Wellsway School Marking Policy
Final Version, October 2013
This policy lays out the minimum expected response for teaching colleagues in all subject areas at Key Stages Three, Four and Five.
- 1. Aims and Objectives: This policy is designed to have the following impact:
1.1 To ensure that each student can reach her/his potential in terms of progress achieved over time in each subject.
1.2 For students to receive written feedback which is clear and consistent and focuses on what has been done well, what can be improved and where errors in spelling and grammar have been made.
1.3 To give teachers a clear understanding of the strengths and weaknesses of each student in a teaching group.
1.4 To give parents/carers an understanding of the progress that has been made by students. Parents/carers may be able to support areas where improvements need to be made through discussion/work at home.
1.5 To ensure that students think about the feedback from teachers and actively respond to what has been suggested. The written response and subsequent action by the student is an integral part of the process and contributes significantly to the learning process.
1.6 For teachers to show students that their efforts are valued and for students to feel motivated to improve.
- 2. Basic Expectations of Classroom Staff:
2.1 It is essential that teachers and Curriculum Team Leaders audit a group/cohort’s collective strengths and weaknesses at appropriate times in the year to give an indication of progress made as well as aiding lesson planning for the overall group.
2.2 Not all work will be marked by teachers. It is perfectly reasonable for some work to be marked by peers, peer-pairs, other classroom staff or, on occasions, by the student themselves.
2.3 Teacher marking must reflect student targets, what the student has done well and what needs to be improved.
::::::::::
Exercises.
1. Copy the marking policy above word for word, from "1.5 To ensure" to "the student themselves.".
2. Write what comes next in the marking policy above, starting right after its last sentence.
::::::::::
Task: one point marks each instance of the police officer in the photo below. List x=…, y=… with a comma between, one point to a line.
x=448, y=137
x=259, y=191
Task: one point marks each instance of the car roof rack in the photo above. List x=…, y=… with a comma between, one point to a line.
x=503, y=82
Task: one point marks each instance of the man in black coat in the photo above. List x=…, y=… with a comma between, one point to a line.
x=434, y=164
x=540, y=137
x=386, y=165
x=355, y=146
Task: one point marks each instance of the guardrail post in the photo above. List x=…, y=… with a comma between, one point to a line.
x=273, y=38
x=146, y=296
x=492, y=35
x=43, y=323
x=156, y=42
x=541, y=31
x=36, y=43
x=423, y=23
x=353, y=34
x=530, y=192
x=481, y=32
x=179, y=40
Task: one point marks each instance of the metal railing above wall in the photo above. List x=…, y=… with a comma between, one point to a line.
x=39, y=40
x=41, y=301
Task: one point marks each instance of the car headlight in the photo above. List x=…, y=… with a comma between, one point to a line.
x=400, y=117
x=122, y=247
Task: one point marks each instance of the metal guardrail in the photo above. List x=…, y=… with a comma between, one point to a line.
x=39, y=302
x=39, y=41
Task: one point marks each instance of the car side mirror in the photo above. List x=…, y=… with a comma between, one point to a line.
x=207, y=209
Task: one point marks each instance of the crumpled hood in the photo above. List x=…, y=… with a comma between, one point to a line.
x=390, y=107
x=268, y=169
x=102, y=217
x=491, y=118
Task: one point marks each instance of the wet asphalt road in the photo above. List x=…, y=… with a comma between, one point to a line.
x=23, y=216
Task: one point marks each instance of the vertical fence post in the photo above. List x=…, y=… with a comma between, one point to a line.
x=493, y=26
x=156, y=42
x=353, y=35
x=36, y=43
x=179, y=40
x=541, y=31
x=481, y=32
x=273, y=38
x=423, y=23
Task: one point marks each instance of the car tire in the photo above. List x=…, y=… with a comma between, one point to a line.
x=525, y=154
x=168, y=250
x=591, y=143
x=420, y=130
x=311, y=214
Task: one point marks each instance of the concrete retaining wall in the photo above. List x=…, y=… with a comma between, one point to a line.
::::::::::
Exercise results.
1.
1.5 To ensure that students think about the feedback from teachers and actively respond to what has been suggested. The written response and subsequent action by the student is an integral part of the process and contributes significantly to the learning process.
1.6 For teachers to show students that their efforts are valued and for students to feel motivated to improve.
- 2. Basic Expectations of Classroom Staff:
2.1 It is essential that teachers and Curriculum Team Leaders audit a group/cohort’s collective strengths and weaknesses at appropriate times in the year to give an indication of progress made as well as aiding lesson planning for the overall group.
2.2 Not all work will be marked by teachers. It is perfectly reasonable for some work to be marked by peers, peer-pairs, other classroom staff or, on occasions, by the student themselves.

2.
2.4 Lesson planning will need to take account of the need for students to respond in class to a teacher’s written comments and to share this response with peers.
To achieve this aim, there must be a uniform approach across the school.
Students must know:
- Overall target level/target grade for the unit of work;
- Level/grade for the section of work to be assessed within the unit;
- Successes within the assessed work;
- How to improve work.
3 Our Consistent Approach:
When marking, teachers must address:
3.1 Factual mistakes/inaccuracy and technical inaccuracies in line with the subject’s requirements and expectations.
3.2 Poor exam technique e.g. failing to answer the question, answers which are limited in depth or, conversely, overly detailed for the question asked.
3.3 Presentation and handwriting.
3.4 Coherence of points made.
3.5 Improvements that can be made to written style e.g. use of paragraphs, sentence construction, repetition, mixed tenses, limited use of connectives, limited vocabulary and an overall lack of sophistication, commensurate with expectation.
Marking should focus on the assessment of progress in relation to specific learning objectives or a student’s target/s. At the end of the marking process it should be clear to the student “what they have done well” and “what they need to do to improve” in relation to learning outcomes.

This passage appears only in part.